** What is needed **
The entries below should be output exactly as written.

===== Given records

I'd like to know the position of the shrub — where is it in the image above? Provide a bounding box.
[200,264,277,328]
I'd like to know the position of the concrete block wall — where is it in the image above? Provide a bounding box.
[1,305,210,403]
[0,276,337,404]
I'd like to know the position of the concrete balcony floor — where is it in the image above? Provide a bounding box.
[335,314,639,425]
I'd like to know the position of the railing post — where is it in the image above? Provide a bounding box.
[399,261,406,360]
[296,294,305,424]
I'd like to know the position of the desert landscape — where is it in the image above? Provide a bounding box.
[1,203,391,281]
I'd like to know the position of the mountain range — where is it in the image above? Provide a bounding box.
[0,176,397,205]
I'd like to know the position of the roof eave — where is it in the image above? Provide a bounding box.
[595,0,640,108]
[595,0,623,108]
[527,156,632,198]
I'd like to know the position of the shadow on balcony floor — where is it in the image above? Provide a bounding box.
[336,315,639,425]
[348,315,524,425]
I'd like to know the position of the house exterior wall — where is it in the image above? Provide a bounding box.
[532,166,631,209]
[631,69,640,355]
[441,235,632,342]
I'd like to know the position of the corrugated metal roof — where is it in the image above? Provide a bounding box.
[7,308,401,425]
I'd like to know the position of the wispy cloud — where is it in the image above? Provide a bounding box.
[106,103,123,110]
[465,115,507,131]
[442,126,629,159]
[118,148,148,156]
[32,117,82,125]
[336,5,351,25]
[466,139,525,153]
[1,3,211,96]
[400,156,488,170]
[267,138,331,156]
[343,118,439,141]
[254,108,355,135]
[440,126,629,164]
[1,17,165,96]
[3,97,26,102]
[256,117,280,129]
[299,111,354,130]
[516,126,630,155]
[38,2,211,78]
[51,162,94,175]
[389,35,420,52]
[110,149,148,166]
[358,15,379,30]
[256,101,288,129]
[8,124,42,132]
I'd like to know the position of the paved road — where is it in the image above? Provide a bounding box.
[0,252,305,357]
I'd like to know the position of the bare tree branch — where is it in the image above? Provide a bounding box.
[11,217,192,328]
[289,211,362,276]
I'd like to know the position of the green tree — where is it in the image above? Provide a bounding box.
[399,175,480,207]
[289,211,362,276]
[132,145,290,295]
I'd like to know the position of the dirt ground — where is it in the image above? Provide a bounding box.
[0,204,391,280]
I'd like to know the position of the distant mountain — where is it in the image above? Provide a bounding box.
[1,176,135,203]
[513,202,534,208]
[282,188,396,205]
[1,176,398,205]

==========

** Exercise output **
I'd like to know the position of the shrub — where is it in the image above? Provide a bounding box.
[200,264,277,328]
I'd like to know the position of the concrete block wall — where is it in the image above? Provide a bounding box.
[1,305,210,403]
[0,276,337,404]
I'd like to know the position of the concrete balcony floor — where is it in the image above? Provide a bounding box.
[335,314,639,425]
I'd like to know the position of the railing post — where is it in the image above? Provide a bounding box.
[399,261,406,360]
[296,294,305,424]
I'd like to know the position of the desert landscape — where is it in the image above? Provide a bounding box.
[1,203,391,281]
I'd like to know the position of the mountain range — where is it in the image above? Provide a bounding box.
[0,176,397,205]
I'd like to know the position of the roof eave — where is it in the image above? Provide a bounding box.
[595,0,640,108]
[595,0,623,108]
[527,156,632,198]
I'd like to know the position of the shadow on balcony floor — where is it in the image above? Provide a bounding box.
[336,315,639,425]
[348,315,524,425]
I'd like to know the position of the house exterior wall — where is it in the image above? Provide a bounding box.
[532,166,631,209]
[631,69,640,355]
[441,235,632,342]
I'd like to know the position of the corrugated metal roof — where is it in the image above? Provide a bounding box.
[7,308,401,425]
I'd like to know the position of the wispy cloud — where is it in the image above? Provide a bounding box.
[106,103,123,110]
[465,115,507,131]
[442,126,629,159]
[118,148,148,156]
[32,117,82,125]
[336,5,351,25]
[466,139,525,153]
[1,3,211,96]
[400,156,488,170]
[267,138,331,156]
[343,118,439,141]
[254,108,355,135]
[440,126,629,164]
[1,17,165,96]
[3,97,26,102]
[256,117,280,129]
[299,111,354,130]
[516,126,630,155]
[38,2,211,78]
[51,162,94,175]
[389,35,420,52]
[110,149,148,166]
[358,15,379,30]
[256,101,288,129]
[8,124,42,132]
I'd like to know the position of the paved road — where is it in the image above? Provide a bounding box.
[0,252,305,357]
I'd like to know the position of the bare tree branch — where is it in the image above? Provide a bounding box.
[11,217,192,328]
[289,211,362,276]
I'd like to know the position of the green tree — where is it in the image above? Provide a bounding box.
[399,175,480,207]
[289,211,362,276]
[132,145,290,295]
I'd like to know the position of the dirt ground — where is it in the image above? Provide a bounding box.
[0,204,391,280]
I'd like to know the position of the distant mountain — where is it in the image above? Provide a bounding box.
[1,176,135,203]
[513,202,534,208]
[282,188,396,205]
[1,176,398,205]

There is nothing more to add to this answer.